Problem:
Among the entries below, please repeat exactly and only the lines from the line containing "Objective — one marker per instance of the wall-mounted lamp" to the line containing "Objective — one marker per instance of the carved wooden door", both lines included.

Data provided:
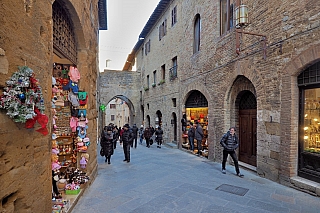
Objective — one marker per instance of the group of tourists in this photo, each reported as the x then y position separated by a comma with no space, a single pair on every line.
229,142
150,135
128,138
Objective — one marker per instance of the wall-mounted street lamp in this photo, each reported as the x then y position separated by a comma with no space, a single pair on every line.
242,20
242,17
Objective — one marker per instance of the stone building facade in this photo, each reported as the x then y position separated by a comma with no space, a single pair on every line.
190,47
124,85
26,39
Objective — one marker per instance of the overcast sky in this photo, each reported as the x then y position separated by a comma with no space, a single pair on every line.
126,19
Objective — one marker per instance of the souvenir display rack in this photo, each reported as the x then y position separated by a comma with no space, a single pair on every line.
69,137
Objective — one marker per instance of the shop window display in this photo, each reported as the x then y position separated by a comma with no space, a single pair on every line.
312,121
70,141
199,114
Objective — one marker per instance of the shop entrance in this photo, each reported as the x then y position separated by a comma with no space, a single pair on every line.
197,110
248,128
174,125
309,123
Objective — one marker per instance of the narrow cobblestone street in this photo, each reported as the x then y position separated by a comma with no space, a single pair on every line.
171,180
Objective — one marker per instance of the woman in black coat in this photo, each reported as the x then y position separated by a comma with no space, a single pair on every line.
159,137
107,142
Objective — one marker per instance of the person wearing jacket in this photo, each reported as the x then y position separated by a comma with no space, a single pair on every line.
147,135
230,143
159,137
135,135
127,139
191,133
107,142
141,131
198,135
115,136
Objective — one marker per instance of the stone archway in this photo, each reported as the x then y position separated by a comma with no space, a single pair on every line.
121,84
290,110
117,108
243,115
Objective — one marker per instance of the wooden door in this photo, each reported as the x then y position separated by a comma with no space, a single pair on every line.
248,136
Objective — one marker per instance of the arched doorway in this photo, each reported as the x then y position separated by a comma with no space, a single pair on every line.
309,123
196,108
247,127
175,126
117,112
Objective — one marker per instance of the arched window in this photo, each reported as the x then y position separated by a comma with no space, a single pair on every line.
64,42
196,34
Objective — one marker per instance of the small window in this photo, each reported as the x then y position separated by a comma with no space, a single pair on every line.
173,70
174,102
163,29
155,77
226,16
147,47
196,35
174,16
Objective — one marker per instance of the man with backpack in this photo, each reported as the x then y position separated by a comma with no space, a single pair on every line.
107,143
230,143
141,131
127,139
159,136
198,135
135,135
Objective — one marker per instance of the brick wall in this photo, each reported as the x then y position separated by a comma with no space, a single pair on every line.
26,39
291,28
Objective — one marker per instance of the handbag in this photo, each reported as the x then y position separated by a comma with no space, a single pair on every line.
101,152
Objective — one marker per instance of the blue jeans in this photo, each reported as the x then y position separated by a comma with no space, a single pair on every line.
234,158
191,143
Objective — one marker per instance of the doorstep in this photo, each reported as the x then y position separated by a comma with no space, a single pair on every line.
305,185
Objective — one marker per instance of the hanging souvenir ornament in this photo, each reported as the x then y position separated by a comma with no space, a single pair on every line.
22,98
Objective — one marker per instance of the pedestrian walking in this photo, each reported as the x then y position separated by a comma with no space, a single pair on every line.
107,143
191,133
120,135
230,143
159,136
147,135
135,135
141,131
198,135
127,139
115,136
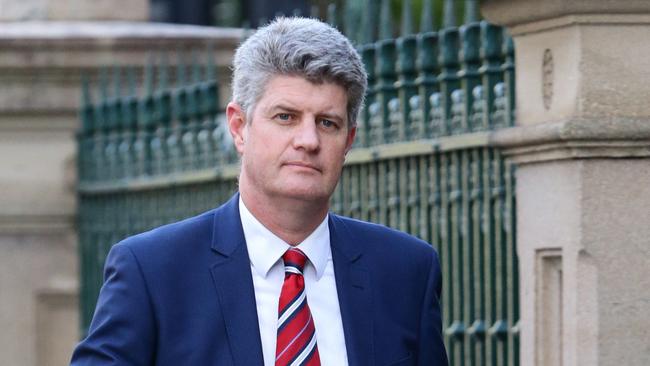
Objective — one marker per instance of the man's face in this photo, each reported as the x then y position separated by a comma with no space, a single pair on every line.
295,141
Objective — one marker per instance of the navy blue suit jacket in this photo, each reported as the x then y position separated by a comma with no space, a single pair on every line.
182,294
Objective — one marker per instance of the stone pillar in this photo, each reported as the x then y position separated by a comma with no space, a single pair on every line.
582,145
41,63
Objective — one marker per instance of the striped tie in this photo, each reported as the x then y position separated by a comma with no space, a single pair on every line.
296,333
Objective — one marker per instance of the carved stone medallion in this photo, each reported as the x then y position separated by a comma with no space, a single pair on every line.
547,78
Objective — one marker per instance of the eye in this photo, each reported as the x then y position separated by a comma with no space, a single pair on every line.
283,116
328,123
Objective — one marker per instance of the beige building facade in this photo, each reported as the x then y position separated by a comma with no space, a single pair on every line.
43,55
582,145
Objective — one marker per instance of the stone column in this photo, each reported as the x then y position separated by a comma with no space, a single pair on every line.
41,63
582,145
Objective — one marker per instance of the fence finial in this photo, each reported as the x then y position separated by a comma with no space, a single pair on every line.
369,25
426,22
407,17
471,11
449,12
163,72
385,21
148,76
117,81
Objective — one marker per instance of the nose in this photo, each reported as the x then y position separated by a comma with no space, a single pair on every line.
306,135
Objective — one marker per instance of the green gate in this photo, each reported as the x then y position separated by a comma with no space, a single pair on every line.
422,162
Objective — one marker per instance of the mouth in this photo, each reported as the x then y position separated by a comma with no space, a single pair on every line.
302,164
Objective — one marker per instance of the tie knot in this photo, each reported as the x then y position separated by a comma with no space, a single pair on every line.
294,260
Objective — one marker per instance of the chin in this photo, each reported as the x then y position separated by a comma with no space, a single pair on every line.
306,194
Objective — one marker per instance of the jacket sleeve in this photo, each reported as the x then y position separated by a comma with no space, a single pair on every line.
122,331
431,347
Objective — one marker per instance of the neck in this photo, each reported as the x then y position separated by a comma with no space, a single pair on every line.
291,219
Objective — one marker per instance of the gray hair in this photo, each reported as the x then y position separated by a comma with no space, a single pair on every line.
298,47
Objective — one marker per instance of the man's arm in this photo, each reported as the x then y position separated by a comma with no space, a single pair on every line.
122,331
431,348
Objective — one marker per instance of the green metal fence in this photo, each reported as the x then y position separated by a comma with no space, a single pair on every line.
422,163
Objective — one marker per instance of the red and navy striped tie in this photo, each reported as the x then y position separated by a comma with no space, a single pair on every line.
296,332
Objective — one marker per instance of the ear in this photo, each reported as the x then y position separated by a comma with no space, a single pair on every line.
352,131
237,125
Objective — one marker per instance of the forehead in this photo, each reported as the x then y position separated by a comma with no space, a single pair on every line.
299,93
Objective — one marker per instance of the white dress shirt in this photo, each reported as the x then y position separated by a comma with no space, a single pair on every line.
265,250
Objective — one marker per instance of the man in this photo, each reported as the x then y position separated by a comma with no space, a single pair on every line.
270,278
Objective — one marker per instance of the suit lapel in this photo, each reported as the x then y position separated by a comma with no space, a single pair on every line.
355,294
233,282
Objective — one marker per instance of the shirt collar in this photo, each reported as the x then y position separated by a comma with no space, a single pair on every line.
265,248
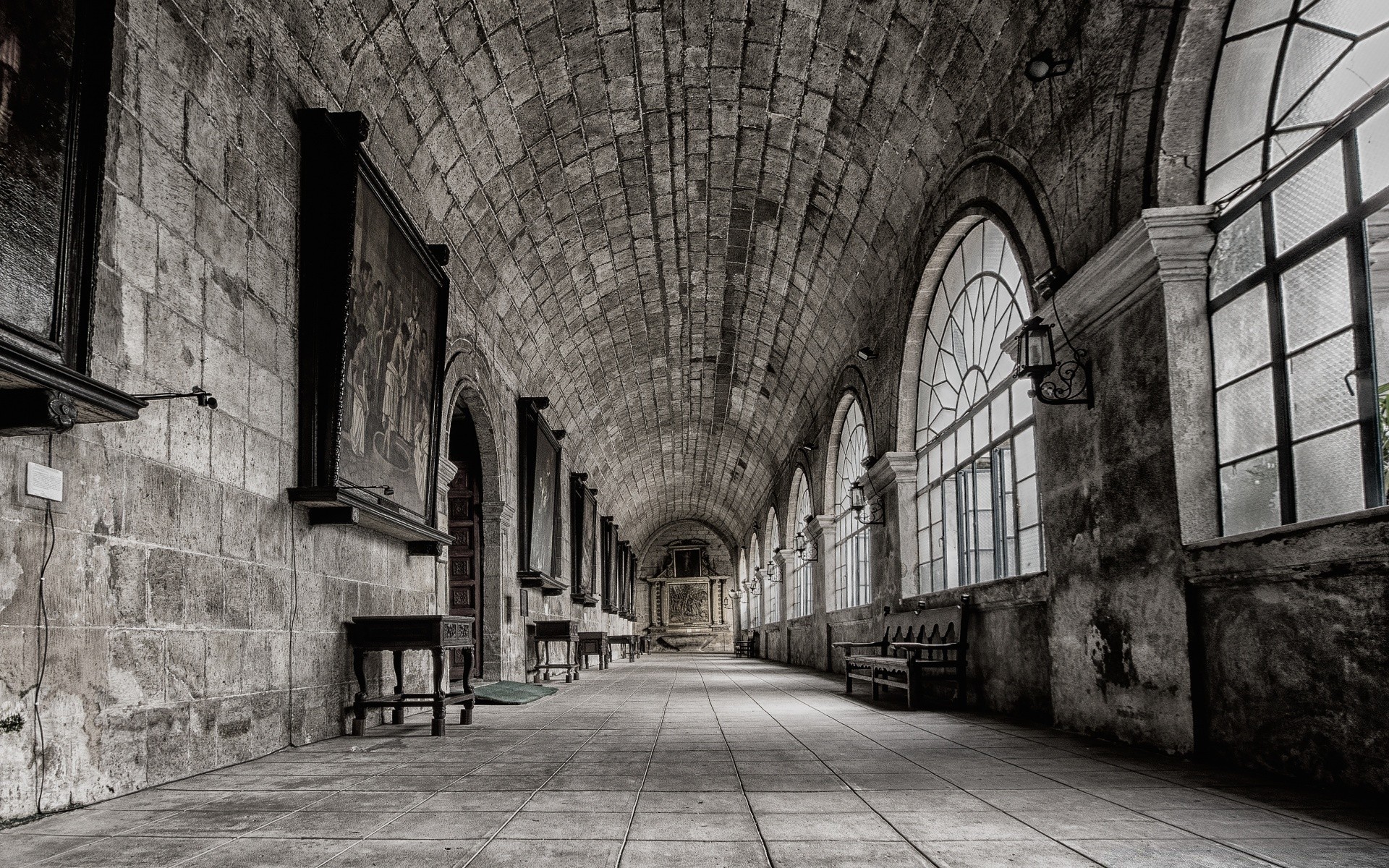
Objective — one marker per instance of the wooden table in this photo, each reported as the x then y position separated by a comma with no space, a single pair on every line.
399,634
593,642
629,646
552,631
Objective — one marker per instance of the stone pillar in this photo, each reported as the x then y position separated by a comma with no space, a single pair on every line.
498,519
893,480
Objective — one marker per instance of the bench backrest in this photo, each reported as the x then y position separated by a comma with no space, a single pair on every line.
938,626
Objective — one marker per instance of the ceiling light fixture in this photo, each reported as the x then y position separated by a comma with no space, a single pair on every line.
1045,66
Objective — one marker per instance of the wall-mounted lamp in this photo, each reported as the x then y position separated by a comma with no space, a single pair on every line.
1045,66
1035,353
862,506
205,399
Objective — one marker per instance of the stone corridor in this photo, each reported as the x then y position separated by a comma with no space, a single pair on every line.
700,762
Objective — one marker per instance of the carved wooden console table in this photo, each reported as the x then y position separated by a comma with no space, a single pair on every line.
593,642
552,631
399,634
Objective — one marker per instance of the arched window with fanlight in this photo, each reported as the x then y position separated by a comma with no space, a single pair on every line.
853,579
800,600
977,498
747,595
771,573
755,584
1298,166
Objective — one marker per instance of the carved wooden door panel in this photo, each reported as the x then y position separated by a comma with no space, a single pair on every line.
...
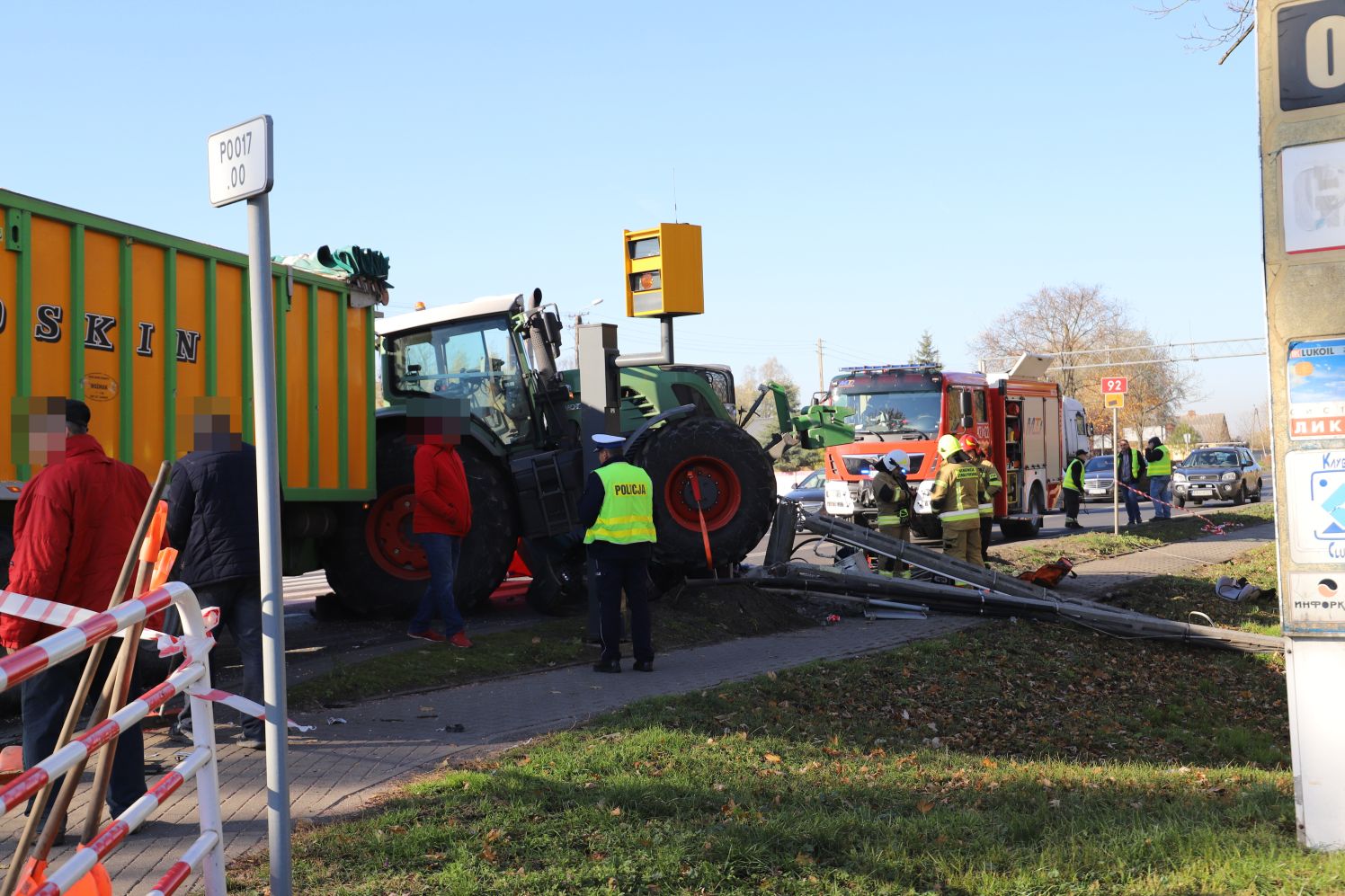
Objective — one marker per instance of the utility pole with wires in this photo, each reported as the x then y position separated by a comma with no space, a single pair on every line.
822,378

Response to this task:
Objective — one marker per instance of the wall-mounted lamp in this photo, each reported as the x then y position separated by a comma with no space, a single pair on every line.
1045,66
1035,353
862,506
205,399
Objective — one marker per instance of the stone corridor in this photo, each reported as the x then y position separated by a comma with no space, a single pair on every line.
700,762
Objective — one marker per instance of the carved wooden console table in this photo, each reported as the x then y position separated by a comma with no space, a single pair on every line.
593,642
552,631
399,634
Objective — one marker per instance of the arched window with fanlight in this photo, each reported as the x then y position separated by a comma with no space, a single pair on every line.
853,579
800,600
977,498
747,595
771,573
755,584
1298,166
Objective — one marker per instance of the carved wooden door panel in this photo, each reported as the x then y position separated by a comma with no space, a single pair on every line.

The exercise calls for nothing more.